* BEGIN *

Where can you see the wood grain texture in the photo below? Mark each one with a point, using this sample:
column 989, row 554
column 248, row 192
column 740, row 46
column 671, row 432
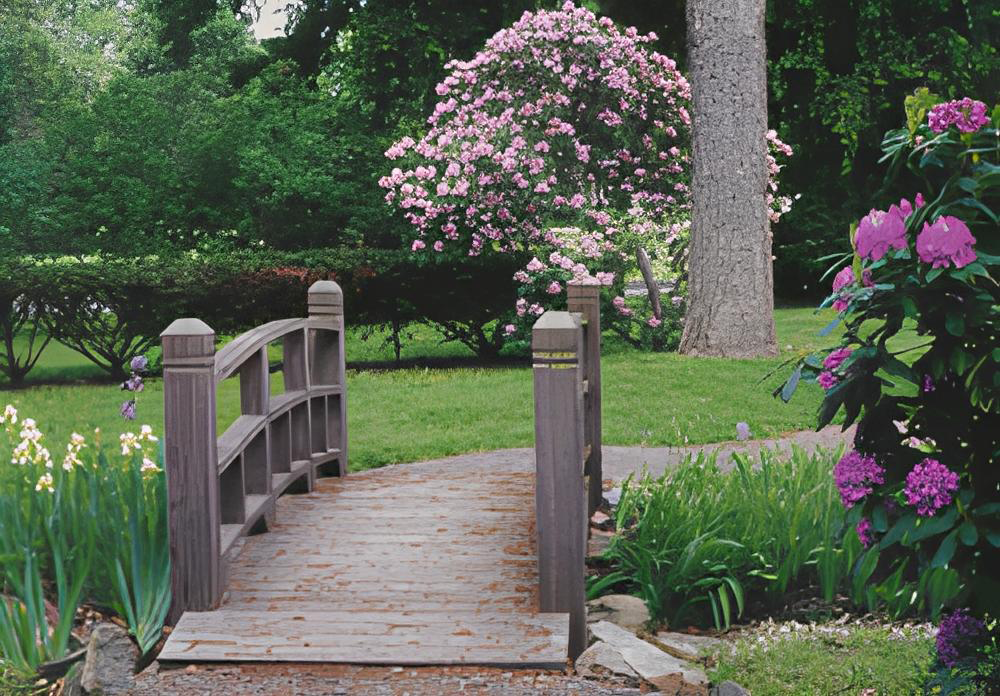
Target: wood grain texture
column 431, row 563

* END *

**AIM**
Please reproduce all of the data above word for word, leaving out the pictures.

**EXERCISE ANSWER**
Where can you see the wood grain texture in the photo below? Mark each one with a point, using this sample:
column 989, row 554
column 248, row 192
column 740, row 46
column 671, row 432
Target: wood grain texture
column 431, row 563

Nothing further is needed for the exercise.